Convert everything in the data from the line containing "Target: white goalkeeper jersey" down to the line containing "(1117, 597)", including both of those lines, into a JSON list of strings with one string per line and no blank lines.

-- Start --

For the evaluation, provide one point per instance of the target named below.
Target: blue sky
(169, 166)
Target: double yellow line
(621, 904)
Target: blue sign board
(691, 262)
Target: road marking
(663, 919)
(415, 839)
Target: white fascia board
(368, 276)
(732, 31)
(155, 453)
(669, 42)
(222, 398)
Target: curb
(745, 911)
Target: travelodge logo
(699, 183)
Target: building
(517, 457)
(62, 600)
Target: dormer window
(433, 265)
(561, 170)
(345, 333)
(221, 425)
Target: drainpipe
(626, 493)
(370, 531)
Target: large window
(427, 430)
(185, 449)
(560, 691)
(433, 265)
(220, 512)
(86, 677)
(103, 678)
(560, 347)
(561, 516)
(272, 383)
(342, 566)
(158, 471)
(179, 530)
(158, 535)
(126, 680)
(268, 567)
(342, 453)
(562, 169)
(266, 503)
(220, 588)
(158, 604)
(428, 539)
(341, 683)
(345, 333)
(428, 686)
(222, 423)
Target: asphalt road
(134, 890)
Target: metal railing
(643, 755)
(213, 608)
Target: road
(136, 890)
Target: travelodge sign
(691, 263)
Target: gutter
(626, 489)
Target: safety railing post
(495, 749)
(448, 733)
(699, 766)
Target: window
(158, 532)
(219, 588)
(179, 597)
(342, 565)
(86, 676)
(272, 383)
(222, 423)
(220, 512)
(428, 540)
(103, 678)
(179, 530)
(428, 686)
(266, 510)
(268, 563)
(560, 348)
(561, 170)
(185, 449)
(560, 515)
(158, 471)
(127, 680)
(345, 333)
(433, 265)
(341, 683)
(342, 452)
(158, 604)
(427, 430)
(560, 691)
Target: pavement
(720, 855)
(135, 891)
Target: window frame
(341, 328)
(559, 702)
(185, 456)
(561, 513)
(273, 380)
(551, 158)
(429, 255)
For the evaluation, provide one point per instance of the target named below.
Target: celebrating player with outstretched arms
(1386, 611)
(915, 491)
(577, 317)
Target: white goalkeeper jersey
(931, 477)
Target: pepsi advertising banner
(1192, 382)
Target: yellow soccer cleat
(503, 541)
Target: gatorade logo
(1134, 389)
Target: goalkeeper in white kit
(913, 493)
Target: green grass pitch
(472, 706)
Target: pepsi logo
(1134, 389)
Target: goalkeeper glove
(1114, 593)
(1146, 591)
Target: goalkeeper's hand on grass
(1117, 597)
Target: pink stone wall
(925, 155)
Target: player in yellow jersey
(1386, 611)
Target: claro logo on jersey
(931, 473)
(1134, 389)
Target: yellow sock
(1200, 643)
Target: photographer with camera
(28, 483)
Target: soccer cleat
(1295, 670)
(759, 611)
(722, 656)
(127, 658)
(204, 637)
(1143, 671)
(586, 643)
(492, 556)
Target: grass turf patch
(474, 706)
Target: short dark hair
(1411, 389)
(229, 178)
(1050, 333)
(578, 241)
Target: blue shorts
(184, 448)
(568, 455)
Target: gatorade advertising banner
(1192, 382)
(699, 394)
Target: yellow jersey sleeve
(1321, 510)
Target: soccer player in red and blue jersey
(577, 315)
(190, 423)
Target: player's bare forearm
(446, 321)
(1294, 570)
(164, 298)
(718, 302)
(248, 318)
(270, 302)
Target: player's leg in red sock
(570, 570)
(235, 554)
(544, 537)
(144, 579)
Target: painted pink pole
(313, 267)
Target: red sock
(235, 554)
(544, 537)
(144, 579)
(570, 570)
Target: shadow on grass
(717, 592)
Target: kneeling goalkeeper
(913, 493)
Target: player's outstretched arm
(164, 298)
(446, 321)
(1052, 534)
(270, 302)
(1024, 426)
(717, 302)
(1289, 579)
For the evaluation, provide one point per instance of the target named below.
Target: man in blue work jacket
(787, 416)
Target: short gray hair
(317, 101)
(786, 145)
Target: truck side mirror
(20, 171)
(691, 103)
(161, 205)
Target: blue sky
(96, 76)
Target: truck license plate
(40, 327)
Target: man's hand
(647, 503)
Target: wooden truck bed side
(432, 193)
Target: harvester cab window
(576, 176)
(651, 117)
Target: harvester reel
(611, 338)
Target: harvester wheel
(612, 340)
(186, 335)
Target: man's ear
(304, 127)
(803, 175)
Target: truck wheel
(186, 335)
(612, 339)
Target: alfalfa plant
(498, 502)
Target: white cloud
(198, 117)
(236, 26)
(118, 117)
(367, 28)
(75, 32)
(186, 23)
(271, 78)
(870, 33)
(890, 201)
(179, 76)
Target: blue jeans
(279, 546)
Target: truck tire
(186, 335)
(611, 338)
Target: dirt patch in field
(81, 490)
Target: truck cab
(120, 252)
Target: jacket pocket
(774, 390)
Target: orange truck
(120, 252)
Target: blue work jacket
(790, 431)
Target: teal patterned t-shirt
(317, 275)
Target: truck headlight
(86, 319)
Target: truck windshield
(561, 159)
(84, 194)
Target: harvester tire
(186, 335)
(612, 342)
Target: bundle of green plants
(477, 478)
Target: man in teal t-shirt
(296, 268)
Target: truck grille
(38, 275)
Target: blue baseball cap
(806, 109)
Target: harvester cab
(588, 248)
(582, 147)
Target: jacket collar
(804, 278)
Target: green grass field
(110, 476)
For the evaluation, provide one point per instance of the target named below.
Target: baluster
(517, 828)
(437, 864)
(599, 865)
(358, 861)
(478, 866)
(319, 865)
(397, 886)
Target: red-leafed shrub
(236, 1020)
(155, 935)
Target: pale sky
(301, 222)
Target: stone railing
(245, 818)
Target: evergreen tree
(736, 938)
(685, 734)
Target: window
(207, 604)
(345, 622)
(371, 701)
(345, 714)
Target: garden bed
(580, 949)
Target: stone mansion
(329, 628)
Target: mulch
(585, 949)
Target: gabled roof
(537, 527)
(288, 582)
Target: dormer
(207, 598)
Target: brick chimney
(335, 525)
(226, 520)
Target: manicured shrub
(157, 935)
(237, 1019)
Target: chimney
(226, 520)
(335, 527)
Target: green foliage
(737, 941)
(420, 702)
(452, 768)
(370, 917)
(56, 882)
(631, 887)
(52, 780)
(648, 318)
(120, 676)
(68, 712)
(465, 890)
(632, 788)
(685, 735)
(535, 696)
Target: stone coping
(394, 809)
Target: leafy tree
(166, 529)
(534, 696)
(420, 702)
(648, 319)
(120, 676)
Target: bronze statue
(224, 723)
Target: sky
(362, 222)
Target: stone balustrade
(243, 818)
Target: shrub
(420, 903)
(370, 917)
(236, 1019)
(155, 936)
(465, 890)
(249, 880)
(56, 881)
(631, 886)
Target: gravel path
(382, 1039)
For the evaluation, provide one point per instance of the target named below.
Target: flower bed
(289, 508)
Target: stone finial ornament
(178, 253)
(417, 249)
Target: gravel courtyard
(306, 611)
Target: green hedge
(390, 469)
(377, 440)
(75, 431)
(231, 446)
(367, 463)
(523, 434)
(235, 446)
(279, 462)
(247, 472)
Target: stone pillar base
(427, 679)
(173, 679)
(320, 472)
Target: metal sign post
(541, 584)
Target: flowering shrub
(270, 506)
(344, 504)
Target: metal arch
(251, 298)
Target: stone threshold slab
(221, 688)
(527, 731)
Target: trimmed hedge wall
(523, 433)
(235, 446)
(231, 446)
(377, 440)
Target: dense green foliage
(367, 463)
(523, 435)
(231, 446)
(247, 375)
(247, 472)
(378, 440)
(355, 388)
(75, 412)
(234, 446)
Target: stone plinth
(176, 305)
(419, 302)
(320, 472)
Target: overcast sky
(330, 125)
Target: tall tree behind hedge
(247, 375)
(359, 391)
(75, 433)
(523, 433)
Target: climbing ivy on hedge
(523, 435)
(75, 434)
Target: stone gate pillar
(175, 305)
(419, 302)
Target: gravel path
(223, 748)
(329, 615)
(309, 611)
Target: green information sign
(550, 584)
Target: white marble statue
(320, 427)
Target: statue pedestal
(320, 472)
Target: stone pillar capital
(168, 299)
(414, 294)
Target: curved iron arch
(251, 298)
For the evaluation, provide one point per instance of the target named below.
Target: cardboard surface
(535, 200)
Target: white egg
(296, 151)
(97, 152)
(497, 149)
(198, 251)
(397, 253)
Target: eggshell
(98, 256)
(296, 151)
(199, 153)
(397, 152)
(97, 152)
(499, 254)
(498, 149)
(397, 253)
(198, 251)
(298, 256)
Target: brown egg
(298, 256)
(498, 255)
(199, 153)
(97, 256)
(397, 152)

-- End --

__Worked solution__
[
  "Target: white goalkeeper jersey",
  "(931, 477)",
  "Target: pepsi advertising banner",
  "(1192, 382)",
  "Target: yellow soccer cleat",
  "(503, 541)",
  "Target: gatorade logo",
  "(1134, 389)",
  "Target: goalkeeper in white kit",
  "(913, 493)",
  "Target: green grass pitch",
  "(472, 706)",
  "Target: pepsi logo",
  "(1134, 389)",
  "Target: goalkeeper glove",
  "(1114, 593)",
  "(1146, 591)",
  "Target: goalkeeper's hand on grass",
  "(1117, 597)"
]